[WORK TO BE COMPLETED] Transcribe exactly the line that contains "Challenge: the hedge" and all lines following it to the end of the material below; omit everything else.

[AVAILABLE RECORDS]

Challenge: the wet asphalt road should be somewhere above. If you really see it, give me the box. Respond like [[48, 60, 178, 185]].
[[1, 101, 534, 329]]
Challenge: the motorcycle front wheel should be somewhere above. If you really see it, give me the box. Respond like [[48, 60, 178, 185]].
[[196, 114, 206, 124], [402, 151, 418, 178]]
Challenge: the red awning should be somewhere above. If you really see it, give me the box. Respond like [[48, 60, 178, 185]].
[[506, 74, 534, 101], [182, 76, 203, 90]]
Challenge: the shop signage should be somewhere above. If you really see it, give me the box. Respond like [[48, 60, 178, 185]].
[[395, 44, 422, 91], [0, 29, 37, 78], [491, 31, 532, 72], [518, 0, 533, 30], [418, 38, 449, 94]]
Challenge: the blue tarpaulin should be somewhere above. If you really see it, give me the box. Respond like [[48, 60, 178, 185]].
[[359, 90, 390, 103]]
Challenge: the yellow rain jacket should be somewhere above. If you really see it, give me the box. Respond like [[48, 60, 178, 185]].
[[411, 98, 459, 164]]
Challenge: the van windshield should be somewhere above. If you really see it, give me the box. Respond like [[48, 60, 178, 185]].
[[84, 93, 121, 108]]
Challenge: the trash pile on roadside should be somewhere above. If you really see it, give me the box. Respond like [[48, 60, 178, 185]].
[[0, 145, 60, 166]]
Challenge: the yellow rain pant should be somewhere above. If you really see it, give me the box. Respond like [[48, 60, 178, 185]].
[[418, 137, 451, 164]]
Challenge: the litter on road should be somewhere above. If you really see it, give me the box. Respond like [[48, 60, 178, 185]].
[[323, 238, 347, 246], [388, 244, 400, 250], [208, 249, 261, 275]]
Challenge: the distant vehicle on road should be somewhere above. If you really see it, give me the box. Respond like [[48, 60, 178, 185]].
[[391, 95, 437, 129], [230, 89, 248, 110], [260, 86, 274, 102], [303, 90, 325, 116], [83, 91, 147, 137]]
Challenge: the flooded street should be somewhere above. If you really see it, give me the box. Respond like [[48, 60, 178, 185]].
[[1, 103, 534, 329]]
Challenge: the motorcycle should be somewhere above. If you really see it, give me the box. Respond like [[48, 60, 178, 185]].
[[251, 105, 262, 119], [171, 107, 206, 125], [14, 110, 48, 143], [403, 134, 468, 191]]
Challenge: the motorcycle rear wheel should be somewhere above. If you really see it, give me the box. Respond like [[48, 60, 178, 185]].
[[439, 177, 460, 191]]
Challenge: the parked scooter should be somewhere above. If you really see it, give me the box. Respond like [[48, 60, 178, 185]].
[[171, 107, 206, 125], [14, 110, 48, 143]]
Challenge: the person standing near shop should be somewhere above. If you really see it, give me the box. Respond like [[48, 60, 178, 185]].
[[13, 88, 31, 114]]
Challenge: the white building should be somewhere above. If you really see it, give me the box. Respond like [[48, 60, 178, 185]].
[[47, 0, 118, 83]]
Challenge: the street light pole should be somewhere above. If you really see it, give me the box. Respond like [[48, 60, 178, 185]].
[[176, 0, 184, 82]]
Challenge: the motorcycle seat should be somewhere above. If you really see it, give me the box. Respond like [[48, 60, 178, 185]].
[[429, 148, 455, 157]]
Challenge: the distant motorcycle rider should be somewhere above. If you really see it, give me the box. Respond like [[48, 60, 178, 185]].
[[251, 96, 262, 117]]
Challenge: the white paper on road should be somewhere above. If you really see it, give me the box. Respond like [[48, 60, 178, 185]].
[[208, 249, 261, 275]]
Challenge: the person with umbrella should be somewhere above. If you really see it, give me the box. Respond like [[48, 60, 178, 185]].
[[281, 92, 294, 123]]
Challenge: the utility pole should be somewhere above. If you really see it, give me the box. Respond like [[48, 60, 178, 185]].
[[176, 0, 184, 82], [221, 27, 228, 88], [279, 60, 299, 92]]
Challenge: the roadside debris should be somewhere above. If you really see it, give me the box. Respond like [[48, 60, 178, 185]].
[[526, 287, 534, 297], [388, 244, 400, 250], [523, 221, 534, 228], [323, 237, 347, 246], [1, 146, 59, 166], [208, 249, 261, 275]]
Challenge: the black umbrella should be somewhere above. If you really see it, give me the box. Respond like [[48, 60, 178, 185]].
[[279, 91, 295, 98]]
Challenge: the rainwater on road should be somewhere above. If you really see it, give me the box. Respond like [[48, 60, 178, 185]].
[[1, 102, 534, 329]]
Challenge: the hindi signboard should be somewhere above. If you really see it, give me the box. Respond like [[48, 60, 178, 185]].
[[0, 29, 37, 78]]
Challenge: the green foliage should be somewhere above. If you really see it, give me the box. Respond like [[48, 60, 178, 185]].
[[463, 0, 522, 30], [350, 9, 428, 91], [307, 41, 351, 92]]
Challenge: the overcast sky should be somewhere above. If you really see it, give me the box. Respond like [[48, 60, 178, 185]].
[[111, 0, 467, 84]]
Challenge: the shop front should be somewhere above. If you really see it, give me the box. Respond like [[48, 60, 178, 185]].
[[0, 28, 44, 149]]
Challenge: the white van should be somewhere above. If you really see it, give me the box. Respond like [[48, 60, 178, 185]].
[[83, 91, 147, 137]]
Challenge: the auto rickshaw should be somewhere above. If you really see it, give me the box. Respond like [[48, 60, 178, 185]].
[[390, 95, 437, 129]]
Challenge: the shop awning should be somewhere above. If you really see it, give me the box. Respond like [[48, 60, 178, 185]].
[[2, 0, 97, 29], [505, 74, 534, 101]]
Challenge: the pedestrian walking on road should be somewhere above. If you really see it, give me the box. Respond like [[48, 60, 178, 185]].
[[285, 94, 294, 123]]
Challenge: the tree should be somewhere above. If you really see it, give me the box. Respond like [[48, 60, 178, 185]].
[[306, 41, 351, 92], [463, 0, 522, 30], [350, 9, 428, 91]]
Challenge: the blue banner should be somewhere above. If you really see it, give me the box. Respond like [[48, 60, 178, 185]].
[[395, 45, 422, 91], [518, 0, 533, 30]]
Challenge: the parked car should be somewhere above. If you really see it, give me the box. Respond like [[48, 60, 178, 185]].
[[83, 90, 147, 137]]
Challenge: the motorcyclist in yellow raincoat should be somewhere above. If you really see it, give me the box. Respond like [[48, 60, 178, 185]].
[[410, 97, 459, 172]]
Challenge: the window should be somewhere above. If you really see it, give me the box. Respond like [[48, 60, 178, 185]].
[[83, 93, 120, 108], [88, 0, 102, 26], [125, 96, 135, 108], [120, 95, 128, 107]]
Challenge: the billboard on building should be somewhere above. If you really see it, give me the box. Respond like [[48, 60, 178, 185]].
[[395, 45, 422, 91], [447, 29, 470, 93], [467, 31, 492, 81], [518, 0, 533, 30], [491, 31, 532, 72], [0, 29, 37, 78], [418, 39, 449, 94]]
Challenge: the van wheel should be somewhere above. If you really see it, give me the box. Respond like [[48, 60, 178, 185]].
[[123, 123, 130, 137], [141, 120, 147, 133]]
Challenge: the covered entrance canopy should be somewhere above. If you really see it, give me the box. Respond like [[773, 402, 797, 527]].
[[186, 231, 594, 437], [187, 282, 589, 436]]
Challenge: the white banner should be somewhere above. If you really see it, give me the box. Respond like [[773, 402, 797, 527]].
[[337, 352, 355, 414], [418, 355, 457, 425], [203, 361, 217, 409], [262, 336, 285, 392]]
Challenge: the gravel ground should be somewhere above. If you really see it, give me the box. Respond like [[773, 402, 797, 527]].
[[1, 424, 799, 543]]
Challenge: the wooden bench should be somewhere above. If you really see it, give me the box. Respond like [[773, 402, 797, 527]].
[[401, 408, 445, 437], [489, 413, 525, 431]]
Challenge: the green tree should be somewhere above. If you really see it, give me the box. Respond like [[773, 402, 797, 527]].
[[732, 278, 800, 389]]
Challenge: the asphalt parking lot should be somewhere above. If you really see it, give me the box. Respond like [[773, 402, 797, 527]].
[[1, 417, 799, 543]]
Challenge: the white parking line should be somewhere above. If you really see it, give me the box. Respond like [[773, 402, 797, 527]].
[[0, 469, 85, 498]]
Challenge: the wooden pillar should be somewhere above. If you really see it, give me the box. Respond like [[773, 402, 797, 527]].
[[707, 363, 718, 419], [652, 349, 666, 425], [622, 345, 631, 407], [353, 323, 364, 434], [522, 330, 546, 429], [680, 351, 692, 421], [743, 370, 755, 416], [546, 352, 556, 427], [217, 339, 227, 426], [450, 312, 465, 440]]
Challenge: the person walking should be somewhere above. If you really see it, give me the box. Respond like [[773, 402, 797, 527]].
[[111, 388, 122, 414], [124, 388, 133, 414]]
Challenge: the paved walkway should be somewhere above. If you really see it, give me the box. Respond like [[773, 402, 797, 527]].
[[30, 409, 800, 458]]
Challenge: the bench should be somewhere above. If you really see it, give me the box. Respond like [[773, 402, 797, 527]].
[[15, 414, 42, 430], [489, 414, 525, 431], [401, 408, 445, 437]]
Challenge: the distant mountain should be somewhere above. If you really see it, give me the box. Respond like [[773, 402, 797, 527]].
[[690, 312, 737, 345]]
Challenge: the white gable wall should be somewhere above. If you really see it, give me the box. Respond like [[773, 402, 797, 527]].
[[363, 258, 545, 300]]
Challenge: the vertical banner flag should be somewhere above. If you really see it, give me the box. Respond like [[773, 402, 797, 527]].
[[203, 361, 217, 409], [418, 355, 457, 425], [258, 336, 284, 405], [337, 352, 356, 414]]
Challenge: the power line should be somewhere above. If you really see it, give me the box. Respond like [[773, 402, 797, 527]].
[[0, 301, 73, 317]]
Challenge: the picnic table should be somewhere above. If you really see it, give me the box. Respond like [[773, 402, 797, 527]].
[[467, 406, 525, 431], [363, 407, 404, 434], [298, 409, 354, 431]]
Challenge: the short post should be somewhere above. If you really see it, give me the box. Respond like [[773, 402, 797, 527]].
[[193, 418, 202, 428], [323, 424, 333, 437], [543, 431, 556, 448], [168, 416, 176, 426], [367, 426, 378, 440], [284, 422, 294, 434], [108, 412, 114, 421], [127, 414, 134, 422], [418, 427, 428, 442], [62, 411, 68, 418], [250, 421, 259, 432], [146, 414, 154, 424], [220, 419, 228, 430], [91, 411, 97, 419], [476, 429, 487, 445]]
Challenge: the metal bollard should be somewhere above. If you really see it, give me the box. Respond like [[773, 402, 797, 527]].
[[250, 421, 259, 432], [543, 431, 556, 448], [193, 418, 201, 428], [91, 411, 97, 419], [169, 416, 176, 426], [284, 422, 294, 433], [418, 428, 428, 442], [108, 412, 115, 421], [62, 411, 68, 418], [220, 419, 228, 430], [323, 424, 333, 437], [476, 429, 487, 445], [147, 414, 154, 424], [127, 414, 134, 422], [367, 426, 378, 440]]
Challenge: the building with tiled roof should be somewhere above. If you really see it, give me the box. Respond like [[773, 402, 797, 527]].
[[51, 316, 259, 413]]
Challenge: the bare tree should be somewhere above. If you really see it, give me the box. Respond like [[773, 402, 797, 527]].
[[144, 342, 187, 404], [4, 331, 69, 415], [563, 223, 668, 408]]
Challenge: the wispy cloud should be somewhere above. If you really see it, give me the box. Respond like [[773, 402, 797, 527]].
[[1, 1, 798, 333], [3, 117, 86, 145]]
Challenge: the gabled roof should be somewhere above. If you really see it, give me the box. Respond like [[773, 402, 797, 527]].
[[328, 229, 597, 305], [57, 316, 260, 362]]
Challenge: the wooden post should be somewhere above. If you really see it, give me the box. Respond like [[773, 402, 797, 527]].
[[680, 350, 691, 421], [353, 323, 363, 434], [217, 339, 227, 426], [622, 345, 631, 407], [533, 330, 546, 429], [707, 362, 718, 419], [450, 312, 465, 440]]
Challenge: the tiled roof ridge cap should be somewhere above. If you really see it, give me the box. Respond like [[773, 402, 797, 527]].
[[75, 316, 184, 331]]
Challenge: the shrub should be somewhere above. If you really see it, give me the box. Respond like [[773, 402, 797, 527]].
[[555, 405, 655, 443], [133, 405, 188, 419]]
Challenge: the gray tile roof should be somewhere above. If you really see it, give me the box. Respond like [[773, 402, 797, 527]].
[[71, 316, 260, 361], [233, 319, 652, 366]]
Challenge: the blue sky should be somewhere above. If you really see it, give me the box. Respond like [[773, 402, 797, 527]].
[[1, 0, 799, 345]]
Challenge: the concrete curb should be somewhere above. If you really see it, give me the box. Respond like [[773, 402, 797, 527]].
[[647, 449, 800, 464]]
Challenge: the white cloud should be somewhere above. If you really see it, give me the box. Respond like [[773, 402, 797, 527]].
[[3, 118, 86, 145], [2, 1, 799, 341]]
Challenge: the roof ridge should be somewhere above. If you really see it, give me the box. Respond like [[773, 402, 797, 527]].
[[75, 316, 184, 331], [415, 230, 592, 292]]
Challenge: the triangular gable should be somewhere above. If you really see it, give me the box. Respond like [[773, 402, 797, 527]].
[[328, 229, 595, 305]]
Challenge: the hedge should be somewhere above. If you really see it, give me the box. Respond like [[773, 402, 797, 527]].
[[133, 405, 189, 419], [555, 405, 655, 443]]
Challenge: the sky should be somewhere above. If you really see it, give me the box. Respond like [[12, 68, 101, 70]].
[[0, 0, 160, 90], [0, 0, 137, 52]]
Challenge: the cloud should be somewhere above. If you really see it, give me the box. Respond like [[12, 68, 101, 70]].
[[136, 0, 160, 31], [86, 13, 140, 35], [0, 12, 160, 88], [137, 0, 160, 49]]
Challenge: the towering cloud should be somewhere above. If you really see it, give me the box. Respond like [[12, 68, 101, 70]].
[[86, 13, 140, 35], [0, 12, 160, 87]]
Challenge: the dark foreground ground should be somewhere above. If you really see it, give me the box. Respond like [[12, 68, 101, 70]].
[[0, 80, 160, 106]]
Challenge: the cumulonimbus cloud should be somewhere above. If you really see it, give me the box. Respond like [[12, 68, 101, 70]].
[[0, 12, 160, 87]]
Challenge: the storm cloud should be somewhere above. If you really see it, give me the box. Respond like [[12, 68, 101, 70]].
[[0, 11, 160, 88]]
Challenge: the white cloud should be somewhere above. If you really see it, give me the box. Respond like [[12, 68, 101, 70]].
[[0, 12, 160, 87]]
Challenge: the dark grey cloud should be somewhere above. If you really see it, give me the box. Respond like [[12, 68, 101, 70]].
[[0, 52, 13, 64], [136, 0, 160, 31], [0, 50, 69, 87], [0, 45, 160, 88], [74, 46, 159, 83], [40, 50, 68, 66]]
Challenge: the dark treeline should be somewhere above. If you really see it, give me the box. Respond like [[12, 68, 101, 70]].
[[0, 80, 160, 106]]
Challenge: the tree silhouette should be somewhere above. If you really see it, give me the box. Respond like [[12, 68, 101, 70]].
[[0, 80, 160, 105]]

[ANSWER AREA]
Challenge: the hedge should be somewhere above. If you really see it, give me the box. Respond like [[773, 402, 797, 527]].
[[133, 405, 189, 419], [555, 405, 655, 443]]
Challenge: the sky should be somewhere above. If you really see it, give me the box. Respond like [[12, 68, 101, 70]].
[[0, 0, 160, 90], [0, 0, 137, 52]]
Challenge: the cloud should be somewhere above. If you really see it, give me the box. Respond like [[12, 68, 101, 70]].
[[136, 0, 160, 31], [86, 13, 140, 35], [0, 12, 160, 88], [137, 0, 160, 49]]
Challenge: the towering cloud should be somewhere above. If you really see it, give me the box. Respond like [[12, 68, 101, 70]].
[[86, 13, 140, 35], [0, 12, 160, 87]]
Challenge: the dark foreground ground should be somewhere above. If you really see it, give me the box. Respond like [[12, 68, 101, 70]].
[[0, 80, 160, 106]]
Challenge: the cumulonimbus cloud should be somewhere above. If you really see it, give me the box. Respond like [[12, 68, 101, 70]].
[[0, 12, 160, 87]]
Challenge: the storm cloud should be somewhere above. If you really see it, give me the box. Respond like [[12, 68, 101, 70]].
[[0, 11, 160, 88]]
Challenge: the white cloud should be somewhere above. If you really see it, give me the box. Respond like [[12, 68, 101, 70]].
[[0, 12, 160, 87]]
Challenge: the dark grey cloud should be somewhere above. If you really see it, give me the box. Respond like [[12, 68, 101, 70]].
[[0, 52, 13, 64], [136, 0, 160, 31], [0, 50, 69, 87], [0, 45, 160, 88], [74, 46, 159, 83], [40, 50, 68, 66]]
Challenge: the dark treeline should be somewhere above. If you really see it, give me the box. Respond like [[12, 68, 101, 70]].
[[0, 80, 160, 106]]
Challenge: the tree silhouette should be somewhere above. If you really see it, give me the box. Respond like [[12, 68, 101, 70]].
[[0, 80, 160, 105]]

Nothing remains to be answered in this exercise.